→ **Work task**: Write out, word for word, every line from the one where "positive clicks: (172, 199) (170, 199)" occurs to the final line of the entries, and nothing beyond them.

→ **Exercise inputs**:
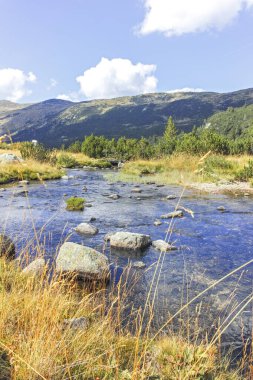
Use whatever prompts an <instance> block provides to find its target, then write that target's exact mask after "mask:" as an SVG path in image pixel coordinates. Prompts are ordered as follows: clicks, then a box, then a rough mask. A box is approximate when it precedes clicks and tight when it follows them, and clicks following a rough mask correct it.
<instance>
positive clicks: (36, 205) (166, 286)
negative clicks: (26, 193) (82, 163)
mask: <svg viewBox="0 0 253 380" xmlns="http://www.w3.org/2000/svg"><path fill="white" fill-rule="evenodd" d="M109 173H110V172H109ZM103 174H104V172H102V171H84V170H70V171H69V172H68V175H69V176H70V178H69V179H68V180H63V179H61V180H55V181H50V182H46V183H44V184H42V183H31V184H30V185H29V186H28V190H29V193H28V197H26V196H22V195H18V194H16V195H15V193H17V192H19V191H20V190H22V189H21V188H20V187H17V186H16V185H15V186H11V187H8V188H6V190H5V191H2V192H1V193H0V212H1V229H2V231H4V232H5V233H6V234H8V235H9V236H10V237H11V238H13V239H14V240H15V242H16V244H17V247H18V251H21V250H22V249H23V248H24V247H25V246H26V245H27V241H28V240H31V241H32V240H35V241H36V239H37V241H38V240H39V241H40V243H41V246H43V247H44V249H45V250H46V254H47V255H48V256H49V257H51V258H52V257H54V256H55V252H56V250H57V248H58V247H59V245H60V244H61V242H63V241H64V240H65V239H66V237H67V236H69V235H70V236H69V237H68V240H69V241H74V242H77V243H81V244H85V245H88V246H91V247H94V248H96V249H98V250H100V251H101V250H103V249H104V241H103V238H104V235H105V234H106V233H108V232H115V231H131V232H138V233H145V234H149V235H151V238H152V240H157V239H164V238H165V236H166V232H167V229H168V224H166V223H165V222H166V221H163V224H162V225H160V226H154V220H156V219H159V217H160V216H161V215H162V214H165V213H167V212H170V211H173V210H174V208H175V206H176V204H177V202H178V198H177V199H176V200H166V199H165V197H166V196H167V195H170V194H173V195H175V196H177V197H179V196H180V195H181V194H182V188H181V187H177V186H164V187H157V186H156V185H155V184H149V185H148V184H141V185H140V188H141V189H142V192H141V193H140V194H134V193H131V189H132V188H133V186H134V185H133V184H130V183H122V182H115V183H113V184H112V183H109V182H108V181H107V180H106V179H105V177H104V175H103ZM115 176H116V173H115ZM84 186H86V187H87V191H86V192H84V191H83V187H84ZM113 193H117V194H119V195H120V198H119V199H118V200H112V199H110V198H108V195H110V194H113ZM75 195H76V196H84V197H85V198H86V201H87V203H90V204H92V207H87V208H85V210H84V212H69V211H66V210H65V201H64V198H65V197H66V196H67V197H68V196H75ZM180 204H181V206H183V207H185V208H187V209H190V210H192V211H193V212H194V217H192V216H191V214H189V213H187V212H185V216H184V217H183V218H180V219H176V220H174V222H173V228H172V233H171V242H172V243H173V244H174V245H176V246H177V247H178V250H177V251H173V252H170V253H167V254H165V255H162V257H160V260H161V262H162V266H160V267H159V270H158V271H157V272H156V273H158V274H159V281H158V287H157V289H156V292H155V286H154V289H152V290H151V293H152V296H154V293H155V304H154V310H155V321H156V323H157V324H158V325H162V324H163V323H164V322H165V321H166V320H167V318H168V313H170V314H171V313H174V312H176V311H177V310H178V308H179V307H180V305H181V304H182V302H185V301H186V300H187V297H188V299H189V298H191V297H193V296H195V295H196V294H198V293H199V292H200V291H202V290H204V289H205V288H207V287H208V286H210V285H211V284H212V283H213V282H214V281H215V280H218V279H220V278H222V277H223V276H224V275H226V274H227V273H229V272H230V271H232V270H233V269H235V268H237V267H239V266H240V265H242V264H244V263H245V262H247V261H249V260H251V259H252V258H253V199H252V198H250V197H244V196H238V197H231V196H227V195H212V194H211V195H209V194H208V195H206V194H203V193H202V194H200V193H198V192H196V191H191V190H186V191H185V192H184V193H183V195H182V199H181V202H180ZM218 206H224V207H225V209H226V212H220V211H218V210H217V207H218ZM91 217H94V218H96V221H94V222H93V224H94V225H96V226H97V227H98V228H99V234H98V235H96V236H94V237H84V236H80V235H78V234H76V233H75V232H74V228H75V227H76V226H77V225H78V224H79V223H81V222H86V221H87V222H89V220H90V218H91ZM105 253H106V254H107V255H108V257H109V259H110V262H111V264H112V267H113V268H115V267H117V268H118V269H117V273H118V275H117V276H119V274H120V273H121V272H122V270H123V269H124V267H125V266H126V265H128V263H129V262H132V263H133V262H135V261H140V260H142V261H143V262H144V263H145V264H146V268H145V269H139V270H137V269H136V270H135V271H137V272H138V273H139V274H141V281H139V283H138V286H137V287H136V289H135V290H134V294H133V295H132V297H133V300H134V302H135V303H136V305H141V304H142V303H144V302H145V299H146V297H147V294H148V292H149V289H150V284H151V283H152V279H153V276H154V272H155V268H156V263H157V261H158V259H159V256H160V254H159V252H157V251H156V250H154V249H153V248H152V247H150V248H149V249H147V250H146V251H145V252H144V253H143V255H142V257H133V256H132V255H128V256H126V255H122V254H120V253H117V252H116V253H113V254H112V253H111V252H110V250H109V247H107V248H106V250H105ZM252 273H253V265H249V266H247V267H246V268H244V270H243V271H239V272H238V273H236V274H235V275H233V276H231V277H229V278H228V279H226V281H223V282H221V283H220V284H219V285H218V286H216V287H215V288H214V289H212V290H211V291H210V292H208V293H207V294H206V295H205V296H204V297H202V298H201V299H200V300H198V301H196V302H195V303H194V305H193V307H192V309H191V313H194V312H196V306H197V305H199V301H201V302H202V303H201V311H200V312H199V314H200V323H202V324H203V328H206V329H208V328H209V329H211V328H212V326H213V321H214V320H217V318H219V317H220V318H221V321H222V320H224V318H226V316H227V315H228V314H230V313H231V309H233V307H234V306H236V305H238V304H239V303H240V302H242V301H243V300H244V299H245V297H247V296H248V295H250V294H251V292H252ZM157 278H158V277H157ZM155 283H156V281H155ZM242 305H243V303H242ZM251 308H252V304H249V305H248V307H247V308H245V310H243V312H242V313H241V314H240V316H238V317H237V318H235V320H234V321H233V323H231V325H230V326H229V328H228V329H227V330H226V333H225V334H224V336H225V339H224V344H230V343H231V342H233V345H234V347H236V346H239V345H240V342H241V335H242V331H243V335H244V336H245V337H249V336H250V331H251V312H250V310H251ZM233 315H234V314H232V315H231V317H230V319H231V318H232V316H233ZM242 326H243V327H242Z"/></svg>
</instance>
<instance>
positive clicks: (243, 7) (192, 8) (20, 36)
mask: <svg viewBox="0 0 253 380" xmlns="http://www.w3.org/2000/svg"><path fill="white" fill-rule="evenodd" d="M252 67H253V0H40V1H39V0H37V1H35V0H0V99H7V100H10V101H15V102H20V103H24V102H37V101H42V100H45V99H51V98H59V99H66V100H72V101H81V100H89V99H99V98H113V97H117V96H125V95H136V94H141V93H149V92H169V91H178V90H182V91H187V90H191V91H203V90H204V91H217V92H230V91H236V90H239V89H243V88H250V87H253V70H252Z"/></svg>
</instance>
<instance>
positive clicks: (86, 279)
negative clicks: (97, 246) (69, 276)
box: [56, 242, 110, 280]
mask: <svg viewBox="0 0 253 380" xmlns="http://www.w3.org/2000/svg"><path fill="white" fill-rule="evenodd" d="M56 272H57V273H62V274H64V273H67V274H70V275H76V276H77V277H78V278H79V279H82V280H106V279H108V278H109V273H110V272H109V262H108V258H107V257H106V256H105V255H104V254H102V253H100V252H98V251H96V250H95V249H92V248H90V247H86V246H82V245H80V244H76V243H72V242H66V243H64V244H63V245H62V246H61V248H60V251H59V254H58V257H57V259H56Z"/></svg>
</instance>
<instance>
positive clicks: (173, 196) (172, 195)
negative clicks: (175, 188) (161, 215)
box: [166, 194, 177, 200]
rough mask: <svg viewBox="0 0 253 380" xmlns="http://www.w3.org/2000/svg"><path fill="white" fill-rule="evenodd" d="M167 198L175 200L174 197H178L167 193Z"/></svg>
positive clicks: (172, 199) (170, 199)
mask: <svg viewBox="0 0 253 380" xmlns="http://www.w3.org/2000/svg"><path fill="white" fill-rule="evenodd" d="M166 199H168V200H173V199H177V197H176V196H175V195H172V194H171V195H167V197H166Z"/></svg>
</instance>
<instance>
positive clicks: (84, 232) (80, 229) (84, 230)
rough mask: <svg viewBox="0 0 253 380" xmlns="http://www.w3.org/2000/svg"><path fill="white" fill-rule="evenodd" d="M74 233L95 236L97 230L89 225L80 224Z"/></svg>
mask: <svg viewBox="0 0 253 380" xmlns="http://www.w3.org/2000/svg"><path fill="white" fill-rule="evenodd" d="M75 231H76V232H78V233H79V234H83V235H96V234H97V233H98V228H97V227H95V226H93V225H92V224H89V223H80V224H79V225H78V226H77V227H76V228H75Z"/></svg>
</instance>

→ **Written reply**:
positive clicks: (172, 199) (170, 199)
mask: <svg viewBox="0 0 253 380" xmlns="http://www.w3.org/2000/svg"><path fill="white" fill-rule="evenodd" d="M166 199H168V200H173V199H177V197H176V196H175V195H172V194H171V195H167V197H166Z"/></svg>
</instance>
<instance>
positive clicks: (84, 232) (80, 229) (84, 230)
rough mask: <svg viewBox="0 0 253 380" xmlns="http://www.w3.org/2000/svg"><path fill="white" fill-rule="evenodd" d="M74 233L95 236L97 230L89 225L80 224Z"/></svg>
mask: <svg viewBox="0 0 253 380" xmlns="http://www.w3.org/2000/svg"><path fill="white" fill-rule="evenodd" d="M75 231H76V232H78V233H79V234H83V235H96V234H97V233H98V228H97V227H95V226H93V225H92V224H89V223H80V224H79V225H78V226H77V227H76V228H75Z"/></svg>
</instance>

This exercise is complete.